SELECTED TEXT.
Monday, September 26, 2011

Take this Compliment. Take it!

I think I'm pretty good at what I do, and sometimes I'll even say this to people.  But sometimes the intensity of someone's gratitude catches me off guard.

A while back I had a client -- patient -- in a medical facility.  A person facing a chronic, critical illness where treatment caused debilitating side effects, up to and including time spent in hospitals.  I was one of several appointments she had that day.  She struck me as a practical woman -- plain-spoken, realistic and unsentimental about her troubles.  And out of the blue she said:

"The treatment is worth it for this massage." 

A compliment so intense it almost paralyzed me.  How could my little massage justify such discomfort?

I know hyperbole when I hear it.  I know what she said was not strictly, literally true.  I also know that the truth in it had enough gratitude in it (from her, to me) to make me question whether I deserved it.  But who am I, in the midst of all her setbacks, to offer her another setback by questioning her experience?  Better, I think, to try my best to gracefully, gratefully, accept her compliment.

Thursday, September 8, 2011

Women Who Think Too Much

I remember quite a few things about massage school, but the thing I remember most vividly is this exchange during a moment of intense frustration in an early technique class:

Teacher:Just get out of your head.
Me: I've been living in my head for 36 years, so I'm not going to get out just this second.

I believe I have met my in-the-head match. I gave a manual lymph drainage treatment to a woman who asked that I "narrate" the treatment so she could understand what was going on. At first I thought: "Yay! A client who really wants to take charge of her health!" But, after about 10 minutes of trying to talk from my head while working from my head and body, I was exhausted. And the questions kept coming. I could almost feel the different parts of my brain trying desperately to keep up. It was spinning plates while standing on one foot in a tub full of jelly.

I'm out of my head now. It's all worn down up there and won't be back until later. The sign on my door says:"Gone breathing."

DATASET CONTENT.
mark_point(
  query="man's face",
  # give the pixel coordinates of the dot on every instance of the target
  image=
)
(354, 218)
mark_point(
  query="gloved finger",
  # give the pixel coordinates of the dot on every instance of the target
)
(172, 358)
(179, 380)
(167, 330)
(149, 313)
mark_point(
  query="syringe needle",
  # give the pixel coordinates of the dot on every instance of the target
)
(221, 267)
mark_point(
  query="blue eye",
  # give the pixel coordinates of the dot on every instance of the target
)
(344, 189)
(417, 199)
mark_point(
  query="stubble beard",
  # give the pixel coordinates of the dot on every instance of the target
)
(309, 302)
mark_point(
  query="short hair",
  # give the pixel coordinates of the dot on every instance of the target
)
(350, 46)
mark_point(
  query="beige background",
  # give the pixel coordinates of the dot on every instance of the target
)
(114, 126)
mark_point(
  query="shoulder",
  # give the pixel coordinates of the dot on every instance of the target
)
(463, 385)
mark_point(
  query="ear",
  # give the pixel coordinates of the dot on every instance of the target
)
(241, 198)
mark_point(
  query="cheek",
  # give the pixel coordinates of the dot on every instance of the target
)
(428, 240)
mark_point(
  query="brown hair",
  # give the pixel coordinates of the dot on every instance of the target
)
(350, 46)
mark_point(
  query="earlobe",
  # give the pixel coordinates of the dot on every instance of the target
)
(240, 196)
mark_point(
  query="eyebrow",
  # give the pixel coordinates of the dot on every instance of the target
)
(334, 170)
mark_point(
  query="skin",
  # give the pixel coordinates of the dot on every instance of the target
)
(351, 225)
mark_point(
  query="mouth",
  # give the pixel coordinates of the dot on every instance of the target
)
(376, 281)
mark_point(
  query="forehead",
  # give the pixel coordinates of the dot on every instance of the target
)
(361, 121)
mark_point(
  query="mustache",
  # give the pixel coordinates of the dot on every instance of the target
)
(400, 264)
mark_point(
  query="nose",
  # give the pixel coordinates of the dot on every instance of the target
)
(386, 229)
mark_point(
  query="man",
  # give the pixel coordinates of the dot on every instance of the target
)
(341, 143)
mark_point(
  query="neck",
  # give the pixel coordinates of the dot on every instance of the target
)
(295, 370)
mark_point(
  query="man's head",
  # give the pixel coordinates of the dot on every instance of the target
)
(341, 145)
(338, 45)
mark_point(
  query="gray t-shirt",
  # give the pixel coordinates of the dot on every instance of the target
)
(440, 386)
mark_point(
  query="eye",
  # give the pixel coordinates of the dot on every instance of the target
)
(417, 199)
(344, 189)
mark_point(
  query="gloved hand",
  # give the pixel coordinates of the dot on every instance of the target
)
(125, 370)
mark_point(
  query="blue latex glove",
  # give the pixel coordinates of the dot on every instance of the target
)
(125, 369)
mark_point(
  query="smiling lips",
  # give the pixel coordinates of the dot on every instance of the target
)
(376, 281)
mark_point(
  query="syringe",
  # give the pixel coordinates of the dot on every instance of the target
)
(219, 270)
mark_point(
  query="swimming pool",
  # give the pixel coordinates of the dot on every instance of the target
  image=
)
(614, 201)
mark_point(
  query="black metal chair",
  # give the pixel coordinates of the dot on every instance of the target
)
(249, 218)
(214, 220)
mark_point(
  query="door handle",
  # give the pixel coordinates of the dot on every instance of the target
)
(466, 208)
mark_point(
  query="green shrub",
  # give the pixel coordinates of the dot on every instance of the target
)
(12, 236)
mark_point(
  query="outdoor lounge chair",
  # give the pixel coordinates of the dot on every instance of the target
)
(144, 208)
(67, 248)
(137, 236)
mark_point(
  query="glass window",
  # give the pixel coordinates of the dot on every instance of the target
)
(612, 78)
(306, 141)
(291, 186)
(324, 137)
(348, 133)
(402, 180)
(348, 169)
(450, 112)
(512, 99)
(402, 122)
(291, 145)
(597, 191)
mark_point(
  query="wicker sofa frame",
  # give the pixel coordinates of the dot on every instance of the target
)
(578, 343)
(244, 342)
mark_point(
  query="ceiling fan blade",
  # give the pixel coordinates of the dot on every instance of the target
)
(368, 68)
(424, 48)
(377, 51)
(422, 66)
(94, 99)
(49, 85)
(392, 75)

EXERCISE.
Reproduce the passage of the massage blog posts starting at "Women Who Think" and ending at "of your head.".

PROBLEM SOLUTION.
Women Who Think Too Much

I remember quite a few things about massage school, but the thing I remember most vividly is this exchange during a moment of intense frustration in an early technique class:

Teacher:Just get out of your head.